= Task brief =
Copy out the lines of the listing below verbatim, from the line with "I'd really appreciate it if you could identify the pile" up to and including the line with "[111,212,236,348]".

= Data listing =
____________

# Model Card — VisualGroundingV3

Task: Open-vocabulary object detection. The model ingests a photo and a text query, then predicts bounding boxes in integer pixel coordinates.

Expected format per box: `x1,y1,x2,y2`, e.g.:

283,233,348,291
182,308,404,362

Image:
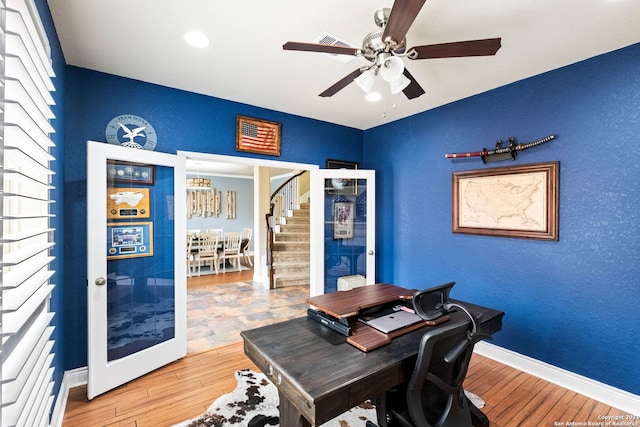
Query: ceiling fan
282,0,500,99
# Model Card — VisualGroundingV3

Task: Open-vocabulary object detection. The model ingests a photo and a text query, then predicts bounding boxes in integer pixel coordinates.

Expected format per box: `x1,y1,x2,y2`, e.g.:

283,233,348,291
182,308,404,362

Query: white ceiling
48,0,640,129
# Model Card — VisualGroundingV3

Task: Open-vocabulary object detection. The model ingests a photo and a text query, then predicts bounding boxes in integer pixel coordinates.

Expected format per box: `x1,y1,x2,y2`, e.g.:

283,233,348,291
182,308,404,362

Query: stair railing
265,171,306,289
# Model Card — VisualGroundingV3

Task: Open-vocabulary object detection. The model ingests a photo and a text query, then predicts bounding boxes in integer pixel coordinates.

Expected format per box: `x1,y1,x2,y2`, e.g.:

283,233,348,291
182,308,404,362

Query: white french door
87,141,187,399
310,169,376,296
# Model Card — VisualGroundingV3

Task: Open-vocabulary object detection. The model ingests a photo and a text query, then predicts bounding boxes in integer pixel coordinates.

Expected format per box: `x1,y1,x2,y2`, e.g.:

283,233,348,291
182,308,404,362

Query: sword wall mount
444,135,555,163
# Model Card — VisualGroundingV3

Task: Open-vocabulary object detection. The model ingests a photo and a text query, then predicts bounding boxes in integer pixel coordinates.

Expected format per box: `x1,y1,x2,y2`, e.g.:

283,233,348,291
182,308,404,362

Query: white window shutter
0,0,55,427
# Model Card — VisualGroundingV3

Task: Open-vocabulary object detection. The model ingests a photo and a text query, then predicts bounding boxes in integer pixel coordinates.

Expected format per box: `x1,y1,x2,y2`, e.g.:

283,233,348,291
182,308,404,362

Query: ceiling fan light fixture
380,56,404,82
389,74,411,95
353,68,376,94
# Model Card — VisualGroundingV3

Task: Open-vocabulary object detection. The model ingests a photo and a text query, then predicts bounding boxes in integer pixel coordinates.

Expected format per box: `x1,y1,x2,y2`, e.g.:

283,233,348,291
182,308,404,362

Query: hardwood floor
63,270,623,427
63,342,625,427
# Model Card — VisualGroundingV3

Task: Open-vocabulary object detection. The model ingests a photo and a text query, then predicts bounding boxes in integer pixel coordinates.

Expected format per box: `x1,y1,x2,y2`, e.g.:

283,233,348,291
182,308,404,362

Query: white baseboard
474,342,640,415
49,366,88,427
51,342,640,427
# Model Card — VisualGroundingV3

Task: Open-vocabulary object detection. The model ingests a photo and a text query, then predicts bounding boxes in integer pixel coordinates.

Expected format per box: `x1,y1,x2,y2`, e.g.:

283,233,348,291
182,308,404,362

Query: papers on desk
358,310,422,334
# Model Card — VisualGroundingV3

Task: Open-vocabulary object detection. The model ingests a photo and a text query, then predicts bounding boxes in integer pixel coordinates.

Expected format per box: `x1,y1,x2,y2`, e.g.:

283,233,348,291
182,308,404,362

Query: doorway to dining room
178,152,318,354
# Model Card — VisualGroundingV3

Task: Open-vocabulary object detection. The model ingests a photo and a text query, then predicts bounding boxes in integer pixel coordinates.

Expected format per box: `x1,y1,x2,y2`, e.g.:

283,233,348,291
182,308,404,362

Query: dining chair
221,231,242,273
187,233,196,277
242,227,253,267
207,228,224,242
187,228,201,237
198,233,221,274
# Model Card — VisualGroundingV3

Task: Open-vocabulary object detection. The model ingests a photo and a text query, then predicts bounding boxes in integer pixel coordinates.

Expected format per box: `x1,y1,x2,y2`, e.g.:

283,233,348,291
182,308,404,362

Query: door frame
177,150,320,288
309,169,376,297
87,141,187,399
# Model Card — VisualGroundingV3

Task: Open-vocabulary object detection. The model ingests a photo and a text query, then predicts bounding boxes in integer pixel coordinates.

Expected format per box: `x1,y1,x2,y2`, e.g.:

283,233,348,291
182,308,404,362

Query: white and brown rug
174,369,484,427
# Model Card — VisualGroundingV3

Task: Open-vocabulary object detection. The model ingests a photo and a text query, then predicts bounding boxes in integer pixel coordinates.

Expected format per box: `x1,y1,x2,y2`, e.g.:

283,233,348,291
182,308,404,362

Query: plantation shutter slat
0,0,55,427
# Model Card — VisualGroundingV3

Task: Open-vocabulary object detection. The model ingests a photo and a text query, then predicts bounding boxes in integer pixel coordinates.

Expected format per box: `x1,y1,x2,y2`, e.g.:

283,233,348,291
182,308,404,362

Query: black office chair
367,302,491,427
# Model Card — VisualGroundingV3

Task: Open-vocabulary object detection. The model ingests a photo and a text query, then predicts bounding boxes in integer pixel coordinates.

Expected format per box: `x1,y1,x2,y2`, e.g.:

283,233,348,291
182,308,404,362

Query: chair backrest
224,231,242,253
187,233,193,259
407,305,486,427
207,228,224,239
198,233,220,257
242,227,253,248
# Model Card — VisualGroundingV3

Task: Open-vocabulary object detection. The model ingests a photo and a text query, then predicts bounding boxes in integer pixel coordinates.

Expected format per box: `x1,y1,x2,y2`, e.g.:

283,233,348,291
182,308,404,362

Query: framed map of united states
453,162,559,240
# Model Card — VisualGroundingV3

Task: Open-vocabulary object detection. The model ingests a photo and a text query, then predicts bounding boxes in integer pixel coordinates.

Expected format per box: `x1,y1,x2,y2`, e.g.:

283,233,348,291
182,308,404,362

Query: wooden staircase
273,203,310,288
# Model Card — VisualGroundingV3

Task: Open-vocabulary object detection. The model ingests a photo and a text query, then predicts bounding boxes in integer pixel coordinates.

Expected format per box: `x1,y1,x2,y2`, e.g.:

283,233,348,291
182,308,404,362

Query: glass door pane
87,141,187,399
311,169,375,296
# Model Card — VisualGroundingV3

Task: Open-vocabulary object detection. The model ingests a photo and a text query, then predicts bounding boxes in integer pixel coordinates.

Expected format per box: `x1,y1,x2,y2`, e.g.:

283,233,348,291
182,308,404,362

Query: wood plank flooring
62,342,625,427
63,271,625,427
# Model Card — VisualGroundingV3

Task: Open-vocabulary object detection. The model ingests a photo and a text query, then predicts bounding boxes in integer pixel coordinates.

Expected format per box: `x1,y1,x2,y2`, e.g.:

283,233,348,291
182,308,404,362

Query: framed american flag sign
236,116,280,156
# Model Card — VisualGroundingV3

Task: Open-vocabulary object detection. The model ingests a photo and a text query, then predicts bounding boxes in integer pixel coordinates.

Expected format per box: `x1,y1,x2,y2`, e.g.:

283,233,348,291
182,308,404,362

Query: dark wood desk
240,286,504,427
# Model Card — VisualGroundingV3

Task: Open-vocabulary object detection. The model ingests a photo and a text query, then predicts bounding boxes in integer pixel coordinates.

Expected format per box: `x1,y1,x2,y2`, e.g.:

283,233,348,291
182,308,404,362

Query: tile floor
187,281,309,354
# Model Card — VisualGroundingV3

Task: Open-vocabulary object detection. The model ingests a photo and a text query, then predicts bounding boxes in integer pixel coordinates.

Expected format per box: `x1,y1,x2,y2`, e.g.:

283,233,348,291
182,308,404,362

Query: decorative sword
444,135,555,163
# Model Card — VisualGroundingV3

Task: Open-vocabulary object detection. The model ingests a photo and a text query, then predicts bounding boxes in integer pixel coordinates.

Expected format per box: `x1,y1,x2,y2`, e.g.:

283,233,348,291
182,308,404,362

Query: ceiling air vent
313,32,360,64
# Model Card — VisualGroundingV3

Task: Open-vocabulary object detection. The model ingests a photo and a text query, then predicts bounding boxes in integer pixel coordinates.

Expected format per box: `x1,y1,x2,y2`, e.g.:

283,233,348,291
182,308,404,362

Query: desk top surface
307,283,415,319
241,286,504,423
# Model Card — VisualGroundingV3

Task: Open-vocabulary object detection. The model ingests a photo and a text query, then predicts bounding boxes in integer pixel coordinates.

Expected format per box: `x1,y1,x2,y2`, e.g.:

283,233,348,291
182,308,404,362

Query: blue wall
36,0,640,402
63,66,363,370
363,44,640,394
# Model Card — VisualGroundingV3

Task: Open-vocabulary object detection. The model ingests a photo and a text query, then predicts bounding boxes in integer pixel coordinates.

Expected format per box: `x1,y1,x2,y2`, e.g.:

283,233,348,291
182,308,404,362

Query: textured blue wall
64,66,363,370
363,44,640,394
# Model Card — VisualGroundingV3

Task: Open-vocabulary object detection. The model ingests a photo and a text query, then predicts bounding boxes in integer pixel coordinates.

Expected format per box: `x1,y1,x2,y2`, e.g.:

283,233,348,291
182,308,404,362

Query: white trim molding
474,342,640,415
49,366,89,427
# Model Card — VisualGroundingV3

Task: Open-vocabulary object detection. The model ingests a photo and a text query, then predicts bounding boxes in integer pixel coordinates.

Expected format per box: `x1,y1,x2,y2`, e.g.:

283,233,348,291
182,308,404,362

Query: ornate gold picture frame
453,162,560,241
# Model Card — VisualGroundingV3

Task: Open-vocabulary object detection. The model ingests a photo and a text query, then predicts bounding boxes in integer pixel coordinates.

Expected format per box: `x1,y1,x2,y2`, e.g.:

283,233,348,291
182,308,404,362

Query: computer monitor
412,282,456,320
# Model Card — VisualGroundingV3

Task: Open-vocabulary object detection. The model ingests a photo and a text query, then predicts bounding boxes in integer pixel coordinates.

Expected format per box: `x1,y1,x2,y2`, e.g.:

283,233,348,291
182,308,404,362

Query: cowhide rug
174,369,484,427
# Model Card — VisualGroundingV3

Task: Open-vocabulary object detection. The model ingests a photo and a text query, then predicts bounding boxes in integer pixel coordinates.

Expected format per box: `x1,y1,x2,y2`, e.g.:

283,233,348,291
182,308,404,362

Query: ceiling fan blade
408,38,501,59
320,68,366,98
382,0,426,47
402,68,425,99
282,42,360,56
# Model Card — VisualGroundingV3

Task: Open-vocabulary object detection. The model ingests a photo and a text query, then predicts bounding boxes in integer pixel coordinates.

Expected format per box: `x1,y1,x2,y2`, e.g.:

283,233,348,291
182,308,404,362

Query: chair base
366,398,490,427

____________

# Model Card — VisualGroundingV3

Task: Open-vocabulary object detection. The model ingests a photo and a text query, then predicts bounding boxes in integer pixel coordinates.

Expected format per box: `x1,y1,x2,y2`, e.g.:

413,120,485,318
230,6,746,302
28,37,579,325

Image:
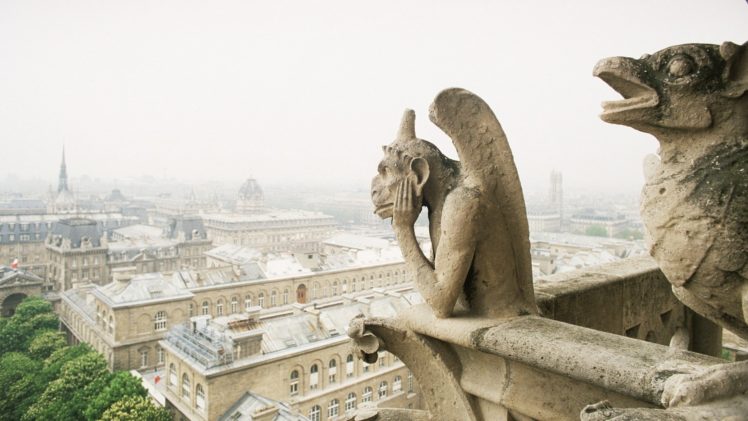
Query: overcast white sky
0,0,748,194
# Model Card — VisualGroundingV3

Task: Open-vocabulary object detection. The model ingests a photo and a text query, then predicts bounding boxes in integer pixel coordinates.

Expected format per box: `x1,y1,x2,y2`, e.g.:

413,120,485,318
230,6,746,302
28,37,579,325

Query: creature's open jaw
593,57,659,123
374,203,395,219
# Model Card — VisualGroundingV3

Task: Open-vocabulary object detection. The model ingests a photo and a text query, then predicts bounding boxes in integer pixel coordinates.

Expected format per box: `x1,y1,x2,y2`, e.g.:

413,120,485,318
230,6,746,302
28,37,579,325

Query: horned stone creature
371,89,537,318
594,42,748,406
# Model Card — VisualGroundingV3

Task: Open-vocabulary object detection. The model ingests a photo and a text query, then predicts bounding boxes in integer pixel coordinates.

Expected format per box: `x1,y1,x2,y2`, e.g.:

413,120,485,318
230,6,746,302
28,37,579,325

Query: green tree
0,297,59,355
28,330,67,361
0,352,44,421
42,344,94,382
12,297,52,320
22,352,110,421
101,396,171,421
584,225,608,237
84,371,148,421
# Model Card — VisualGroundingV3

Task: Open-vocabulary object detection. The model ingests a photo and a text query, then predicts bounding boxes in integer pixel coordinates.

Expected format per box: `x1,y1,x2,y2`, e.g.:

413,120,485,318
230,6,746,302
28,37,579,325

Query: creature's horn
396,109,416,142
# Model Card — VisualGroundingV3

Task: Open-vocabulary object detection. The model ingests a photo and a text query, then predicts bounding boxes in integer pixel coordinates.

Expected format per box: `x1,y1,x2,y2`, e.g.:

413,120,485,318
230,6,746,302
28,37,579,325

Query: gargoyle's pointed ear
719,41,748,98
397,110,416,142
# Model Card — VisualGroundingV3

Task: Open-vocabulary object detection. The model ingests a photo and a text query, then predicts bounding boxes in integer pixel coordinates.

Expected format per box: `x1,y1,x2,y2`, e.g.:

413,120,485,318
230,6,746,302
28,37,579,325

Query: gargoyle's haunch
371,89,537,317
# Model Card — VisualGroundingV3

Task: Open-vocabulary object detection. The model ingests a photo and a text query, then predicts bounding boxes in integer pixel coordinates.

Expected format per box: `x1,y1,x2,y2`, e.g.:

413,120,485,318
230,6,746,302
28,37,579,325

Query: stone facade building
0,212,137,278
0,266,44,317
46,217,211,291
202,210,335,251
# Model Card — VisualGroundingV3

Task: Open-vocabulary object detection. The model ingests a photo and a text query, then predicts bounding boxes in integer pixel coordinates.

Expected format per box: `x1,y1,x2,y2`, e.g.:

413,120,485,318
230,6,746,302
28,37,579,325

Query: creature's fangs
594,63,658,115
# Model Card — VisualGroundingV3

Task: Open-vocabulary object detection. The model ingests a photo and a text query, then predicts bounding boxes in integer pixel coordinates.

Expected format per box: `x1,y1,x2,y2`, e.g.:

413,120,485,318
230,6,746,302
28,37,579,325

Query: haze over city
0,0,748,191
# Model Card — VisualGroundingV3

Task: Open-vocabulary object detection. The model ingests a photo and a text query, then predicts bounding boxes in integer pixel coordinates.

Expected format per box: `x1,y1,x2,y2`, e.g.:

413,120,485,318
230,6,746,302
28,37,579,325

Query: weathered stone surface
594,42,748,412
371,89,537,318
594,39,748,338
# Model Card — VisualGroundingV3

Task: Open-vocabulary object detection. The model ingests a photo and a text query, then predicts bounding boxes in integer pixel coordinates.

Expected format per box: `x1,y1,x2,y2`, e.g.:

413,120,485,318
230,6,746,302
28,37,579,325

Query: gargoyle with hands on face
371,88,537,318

____________

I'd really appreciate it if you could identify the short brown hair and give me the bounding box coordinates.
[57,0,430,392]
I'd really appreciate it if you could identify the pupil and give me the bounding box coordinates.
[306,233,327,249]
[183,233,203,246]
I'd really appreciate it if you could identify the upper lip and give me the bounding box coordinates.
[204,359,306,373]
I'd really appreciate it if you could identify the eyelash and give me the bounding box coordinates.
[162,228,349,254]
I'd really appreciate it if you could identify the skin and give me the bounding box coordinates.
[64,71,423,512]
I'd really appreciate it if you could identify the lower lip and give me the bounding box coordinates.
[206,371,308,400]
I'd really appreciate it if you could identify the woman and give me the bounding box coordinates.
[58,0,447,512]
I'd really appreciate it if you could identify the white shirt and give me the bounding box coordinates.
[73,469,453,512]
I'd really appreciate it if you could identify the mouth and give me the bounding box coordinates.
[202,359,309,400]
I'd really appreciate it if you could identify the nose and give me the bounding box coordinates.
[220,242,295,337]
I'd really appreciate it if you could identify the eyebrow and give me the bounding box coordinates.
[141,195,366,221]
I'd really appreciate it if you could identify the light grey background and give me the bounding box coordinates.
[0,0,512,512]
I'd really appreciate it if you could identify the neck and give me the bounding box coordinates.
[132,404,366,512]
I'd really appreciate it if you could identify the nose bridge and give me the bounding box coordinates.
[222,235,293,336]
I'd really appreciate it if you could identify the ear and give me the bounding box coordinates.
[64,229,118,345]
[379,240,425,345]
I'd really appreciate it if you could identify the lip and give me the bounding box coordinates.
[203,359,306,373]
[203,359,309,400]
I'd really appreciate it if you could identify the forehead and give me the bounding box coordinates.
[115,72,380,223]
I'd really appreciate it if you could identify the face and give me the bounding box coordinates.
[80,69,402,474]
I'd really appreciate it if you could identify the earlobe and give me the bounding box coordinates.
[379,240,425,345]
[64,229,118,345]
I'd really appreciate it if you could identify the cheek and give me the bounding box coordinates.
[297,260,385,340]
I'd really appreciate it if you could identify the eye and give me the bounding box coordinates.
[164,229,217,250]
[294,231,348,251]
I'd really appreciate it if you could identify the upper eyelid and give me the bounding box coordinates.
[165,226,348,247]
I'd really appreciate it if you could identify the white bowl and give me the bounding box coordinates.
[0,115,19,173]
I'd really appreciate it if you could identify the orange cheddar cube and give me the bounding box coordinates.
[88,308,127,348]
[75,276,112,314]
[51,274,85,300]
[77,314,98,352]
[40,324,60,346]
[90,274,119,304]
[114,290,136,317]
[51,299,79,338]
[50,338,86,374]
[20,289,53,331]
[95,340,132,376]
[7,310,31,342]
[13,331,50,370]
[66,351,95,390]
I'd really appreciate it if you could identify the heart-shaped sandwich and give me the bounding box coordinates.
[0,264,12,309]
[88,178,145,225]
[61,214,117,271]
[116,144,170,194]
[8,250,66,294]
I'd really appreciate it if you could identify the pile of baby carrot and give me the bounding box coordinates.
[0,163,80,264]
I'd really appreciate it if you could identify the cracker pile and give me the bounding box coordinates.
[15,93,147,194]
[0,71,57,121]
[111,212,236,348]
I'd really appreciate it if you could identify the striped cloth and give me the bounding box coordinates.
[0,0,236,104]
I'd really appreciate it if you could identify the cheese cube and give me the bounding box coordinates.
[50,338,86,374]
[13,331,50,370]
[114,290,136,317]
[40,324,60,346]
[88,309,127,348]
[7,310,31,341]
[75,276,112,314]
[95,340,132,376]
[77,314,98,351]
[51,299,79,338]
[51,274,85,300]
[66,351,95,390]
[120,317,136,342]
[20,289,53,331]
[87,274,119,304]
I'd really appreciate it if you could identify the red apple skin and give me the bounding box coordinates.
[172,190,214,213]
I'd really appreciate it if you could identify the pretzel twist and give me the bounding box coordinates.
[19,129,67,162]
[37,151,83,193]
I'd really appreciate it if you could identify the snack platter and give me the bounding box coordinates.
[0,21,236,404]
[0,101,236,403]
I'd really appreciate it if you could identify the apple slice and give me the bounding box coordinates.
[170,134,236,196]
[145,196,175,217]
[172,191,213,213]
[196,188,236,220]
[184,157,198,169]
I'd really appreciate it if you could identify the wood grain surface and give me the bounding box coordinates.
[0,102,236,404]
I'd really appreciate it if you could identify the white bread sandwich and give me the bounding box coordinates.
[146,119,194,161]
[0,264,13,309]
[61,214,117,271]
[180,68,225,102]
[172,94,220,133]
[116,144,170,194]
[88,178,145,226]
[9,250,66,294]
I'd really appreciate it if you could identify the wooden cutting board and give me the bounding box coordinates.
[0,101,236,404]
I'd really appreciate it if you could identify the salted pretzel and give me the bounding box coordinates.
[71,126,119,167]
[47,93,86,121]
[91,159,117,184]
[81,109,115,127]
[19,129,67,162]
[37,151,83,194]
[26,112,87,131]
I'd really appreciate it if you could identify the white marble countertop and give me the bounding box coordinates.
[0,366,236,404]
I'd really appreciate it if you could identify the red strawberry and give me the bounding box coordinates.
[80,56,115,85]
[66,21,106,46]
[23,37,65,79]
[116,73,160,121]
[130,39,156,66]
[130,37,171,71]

____________

= Result below =
I'd really appreciate it if you could identify the pile of baby carrot and give me the bounding box coordinates.
[0,163,80,264]
I'd really appreciate it if you could identify the cracker pile and give me the bounding box coordinates.
[15,93,147,194]
[0,71,57,121]
[111,212,236,348]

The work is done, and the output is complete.